● TASK
From the line containing "Target: barn door" down to the last line of the data, output each line word for word and include nothing else.

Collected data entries
=====

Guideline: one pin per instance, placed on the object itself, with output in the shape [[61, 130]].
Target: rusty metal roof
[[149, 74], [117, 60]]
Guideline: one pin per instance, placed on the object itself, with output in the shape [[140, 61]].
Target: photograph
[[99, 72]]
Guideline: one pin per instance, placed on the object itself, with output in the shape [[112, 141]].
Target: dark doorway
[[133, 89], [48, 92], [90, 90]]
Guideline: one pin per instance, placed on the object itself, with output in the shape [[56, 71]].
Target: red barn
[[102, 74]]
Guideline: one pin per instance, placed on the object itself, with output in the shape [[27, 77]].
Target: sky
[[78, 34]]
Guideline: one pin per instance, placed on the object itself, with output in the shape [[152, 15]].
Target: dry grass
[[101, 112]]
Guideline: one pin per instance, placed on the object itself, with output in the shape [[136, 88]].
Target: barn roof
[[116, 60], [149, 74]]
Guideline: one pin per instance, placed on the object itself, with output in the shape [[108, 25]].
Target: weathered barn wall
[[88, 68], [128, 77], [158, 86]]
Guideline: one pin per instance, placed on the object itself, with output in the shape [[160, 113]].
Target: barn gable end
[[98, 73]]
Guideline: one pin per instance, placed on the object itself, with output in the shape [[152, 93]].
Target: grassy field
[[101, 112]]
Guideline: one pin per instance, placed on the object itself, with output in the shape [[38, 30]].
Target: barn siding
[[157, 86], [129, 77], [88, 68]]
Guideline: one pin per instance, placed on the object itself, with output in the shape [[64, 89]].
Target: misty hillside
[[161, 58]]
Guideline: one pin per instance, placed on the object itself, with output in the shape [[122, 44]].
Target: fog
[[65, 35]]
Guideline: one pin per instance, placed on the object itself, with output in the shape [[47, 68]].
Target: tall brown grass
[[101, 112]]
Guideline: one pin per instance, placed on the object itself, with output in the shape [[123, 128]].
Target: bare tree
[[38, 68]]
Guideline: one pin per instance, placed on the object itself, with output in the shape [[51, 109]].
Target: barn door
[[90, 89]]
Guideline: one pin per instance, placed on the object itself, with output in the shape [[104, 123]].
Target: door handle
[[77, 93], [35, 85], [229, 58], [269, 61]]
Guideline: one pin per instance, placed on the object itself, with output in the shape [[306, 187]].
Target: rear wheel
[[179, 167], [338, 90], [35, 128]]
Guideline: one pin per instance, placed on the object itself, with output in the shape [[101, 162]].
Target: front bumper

=====

● COMPLETED EXERCISE
Target: barn door
[[90, 89]]
Guideline: one pin per instance, placed on the object itself, with output in the shape [[104, 123]].
Target: door handle
[[77, 93], [35, 85], [229, 58], [269, 61]]
Guideline: one pin per instance, placed on the object itself, with output in the shape [[306, 187]].
Target: rear wheel
[[179, 167], [338, 90], [35, 128]]
Guideline: one pin per instance, placed on the object itself, with output in the shape [[101, 162]].
Target: front bumper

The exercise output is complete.